Al naso, immediati sono i sentori di frutta matura, di cassis, di mora, di marasca ed amarena ed a seguire raffinata terziarietà appena accennata di humus, di spezie, cuoio e tabacco da pipa. Il finale è caratterizzato da un tocco boisèe, evocativo e voluttuoso oltre ad una leggiadra balsamicità.
In bocca è potente ed elegante allo stesso tempo, con un tannino che si manifesta con decisione, con ancora alcuni angoli da smussare. E’ fresco, carnoso e croccante con un’acidità da manuale e quel che meraviglia è la netta sensazione di gioventù, nonostante i 16 anni sulle spalle. La frutta ritorna con prepotenza in un corollario gustativo completato da una sottile ma piacevole vena di dolcezza, che lo impreziosisce rendendolo accattivante e sensuale al palato. Chiude con una persistenza davvero lunga e con un leggero retrogusto di noisette.
Un grande vino dotato di una superba materia, dove la mineralità e la potenza del terroir è stata perfettamente espressa.
Avrei voluto essere quel cedro, alto ed immortale che al centro della proprietà ha potuto osservare nel tempo il miracolo evolutivo di un luogo, che prima di tutto influenza l’arte di vivere, attraverso una lunga storia di vini, condividendone giorno per giorno il piacere. Non mi resta che “consolarmi” assaporando beatamente e con immensa gratitudine un Pinot Noir, che, come dice il mio caro amico Emanuele Spagnuolo, fa tutta la differenza del mondo.

■ **Istruzioni**:
Secondo il documento, per quale motivo chi scrive avrebbe voluto essere «quel cedro»? Rispondi in una o due frasi.

■ **Dati forniti**:
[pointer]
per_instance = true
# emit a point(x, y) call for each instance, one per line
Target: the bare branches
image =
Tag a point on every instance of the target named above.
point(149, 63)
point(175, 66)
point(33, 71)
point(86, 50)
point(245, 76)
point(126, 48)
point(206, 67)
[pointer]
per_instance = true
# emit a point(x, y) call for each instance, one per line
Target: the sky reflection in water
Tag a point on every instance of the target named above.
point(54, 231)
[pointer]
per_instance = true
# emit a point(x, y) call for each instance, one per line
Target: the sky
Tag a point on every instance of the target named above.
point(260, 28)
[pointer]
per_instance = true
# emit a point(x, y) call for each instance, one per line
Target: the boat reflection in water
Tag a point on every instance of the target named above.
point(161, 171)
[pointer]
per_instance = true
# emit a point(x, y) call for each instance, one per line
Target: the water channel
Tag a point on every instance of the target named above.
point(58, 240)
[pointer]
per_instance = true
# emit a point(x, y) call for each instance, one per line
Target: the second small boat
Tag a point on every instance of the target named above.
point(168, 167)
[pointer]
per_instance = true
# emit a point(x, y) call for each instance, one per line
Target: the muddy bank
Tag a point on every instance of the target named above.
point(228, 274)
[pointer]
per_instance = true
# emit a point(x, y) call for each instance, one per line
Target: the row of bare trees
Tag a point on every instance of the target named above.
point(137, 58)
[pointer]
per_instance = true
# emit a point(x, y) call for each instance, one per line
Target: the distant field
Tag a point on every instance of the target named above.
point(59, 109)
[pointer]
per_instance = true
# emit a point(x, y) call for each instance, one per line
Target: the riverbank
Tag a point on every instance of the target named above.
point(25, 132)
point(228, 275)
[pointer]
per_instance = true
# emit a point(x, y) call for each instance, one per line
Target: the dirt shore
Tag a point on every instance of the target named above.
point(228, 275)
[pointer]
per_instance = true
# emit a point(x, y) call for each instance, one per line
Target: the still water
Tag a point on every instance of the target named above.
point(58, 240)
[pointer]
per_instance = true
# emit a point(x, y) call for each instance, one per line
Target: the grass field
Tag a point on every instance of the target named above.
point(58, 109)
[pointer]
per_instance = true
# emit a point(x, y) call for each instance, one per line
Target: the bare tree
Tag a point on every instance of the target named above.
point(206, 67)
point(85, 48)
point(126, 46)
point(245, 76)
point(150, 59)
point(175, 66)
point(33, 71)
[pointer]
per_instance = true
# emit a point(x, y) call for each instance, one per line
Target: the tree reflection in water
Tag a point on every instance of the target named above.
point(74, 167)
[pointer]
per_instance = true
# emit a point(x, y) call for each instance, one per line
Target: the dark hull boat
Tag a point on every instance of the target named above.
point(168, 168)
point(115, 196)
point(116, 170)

■ **Soluzione**:
Perché quel cedro, alto e immortale al centro della proprietà, ha potuto osservare nel tempo il miracolo evolutivo di quel luogo. Ne ha condiviso giorno per giorno il piacere attraverso una lunga storia di vini.